*** MATERIAL FOR THIS EXERCISE Section Begins ***

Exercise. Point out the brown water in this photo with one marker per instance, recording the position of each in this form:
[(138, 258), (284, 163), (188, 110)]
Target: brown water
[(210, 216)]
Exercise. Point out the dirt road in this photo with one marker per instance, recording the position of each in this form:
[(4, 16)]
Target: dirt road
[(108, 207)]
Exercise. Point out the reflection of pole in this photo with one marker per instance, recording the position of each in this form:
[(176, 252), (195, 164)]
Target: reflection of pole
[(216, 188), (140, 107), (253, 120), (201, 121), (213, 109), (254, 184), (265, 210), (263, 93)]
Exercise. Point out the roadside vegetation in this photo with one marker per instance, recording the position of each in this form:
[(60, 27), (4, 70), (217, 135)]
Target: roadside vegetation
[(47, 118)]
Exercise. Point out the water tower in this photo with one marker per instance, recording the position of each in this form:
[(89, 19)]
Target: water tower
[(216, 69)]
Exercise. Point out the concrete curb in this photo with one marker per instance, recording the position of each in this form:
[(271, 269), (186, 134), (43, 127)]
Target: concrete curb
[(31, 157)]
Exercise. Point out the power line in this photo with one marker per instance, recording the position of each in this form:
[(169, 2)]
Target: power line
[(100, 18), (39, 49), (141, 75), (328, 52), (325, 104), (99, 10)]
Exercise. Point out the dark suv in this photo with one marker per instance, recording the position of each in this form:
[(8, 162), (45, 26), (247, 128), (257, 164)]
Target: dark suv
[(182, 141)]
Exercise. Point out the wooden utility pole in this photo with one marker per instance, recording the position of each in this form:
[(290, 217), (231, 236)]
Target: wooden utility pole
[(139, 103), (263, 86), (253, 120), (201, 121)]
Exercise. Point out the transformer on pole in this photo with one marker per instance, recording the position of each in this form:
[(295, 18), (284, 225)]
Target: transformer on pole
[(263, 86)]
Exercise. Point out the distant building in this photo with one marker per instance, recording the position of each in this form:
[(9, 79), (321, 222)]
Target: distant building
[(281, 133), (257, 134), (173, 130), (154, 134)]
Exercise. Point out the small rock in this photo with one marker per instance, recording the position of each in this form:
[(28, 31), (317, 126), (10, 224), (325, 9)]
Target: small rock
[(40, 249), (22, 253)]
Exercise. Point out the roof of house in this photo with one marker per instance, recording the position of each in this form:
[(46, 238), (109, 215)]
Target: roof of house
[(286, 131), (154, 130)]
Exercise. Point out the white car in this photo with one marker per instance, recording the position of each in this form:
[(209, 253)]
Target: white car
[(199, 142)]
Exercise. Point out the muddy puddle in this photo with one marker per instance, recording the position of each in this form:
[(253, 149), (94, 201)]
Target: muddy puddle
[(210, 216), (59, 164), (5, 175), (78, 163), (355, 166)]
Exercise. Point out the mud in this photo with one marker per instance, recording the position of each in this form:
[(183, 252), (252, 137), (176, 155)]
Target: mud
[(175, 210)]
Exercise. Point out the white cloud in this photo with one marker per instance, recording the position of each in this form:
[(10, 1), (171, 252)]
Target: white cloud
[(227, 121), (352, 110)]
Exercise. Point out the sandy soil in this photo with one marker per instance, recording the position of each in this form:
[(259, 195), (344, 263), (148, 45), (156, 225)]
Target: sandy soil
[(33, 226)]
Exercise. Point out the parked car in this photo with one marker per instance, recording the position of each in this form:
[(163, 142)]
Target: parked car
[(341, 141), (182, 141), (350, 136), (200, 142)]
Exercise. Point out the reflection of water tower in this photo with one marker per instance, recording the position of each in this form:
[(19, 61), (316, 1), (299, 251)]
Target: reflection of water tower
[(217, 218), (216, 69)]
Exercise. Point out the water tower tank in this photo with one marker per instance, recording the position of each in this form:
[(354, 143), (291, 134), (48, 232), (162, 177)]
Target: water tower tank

*** MATERIAL FOR THIS EXERCISE Section Ends ***

Return the number of lines containing the word "tank" in these records, with no additional output.

2